Directions:
Among the entries, find the lines with the string "finch" and report them.

START Record extracts

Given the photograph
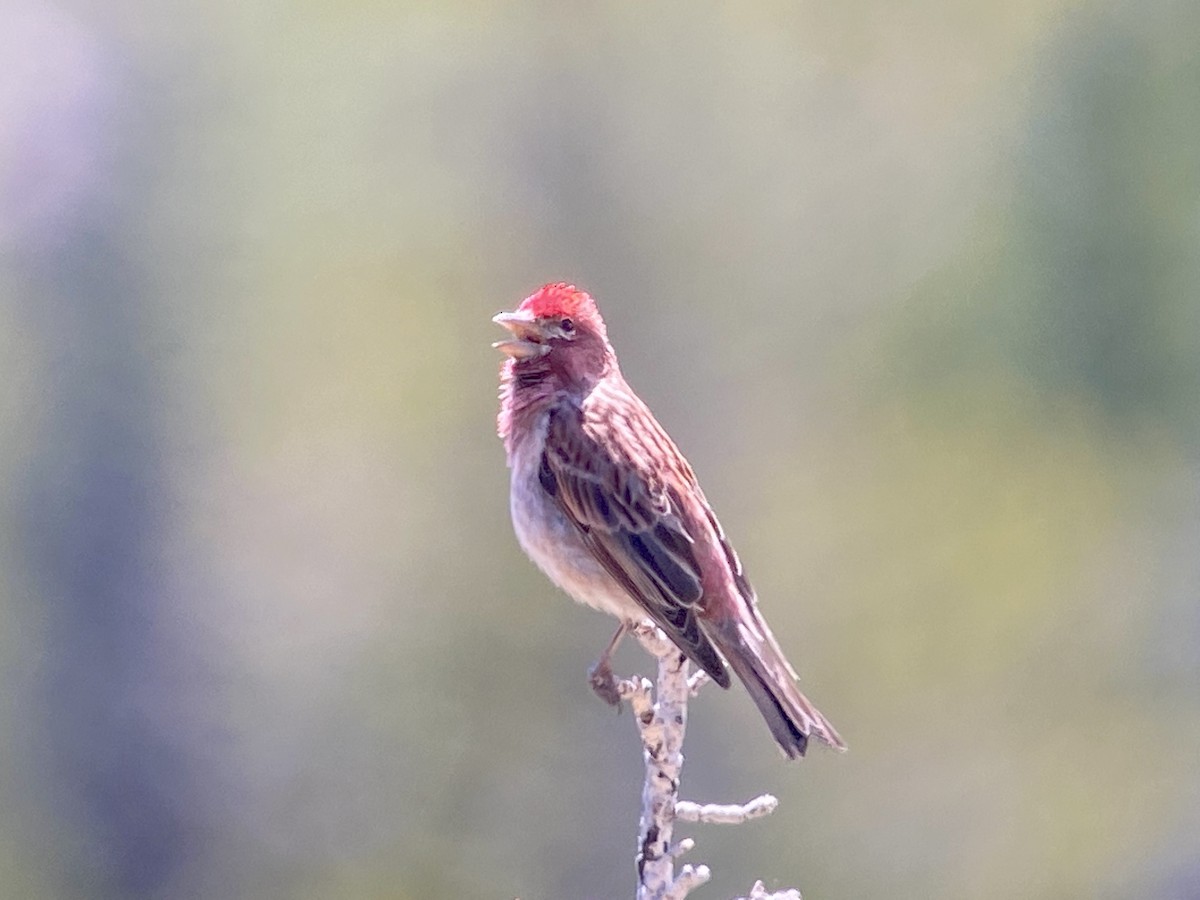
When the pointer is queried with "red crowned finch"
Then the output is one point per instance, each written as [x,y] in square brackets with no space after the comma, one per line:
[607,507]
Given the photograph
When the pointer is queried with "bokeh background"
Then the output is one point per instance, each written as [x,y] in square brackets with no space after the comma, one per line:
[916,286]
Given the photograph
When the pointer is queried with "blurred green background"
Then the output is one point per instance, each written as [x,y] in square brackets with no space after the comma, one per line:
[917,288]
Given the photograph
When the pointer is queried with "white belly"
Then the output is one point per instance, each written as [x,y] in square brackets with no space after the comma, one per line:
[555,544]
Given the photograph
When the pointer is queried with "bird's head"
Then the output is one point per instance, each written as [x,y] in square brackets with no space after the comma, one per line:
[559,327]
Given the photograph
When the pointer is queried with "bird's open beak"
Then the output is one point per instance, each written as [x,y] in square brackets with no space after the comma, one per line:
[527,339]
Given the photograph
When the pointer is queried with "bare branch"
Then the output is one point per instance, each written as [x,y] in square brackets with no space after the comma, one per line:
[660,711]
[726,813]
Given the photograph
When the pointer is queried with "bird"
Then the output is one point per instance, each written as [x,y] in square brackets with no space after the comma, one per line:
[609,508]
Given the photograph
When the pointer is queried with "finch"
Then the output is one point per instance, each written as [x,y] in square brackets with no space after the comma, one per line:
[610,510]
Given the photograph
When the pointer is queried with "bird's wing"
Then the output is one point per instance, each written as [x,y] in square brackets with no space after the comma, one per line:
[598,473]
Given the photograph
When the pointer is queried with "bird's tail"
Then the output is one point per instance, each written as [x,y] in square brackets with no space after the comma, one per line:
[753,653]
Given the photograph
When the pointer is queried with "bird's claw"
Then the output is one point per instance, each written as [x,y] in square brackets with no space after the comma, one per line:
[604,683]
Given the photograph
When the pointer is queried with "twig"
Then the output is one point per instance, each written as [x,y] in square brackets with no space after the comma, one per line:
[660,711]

END Record extracts

Answer for this exercise:
When the pointer is queried with "red crowned finch"
When the pointer is queried with "finch"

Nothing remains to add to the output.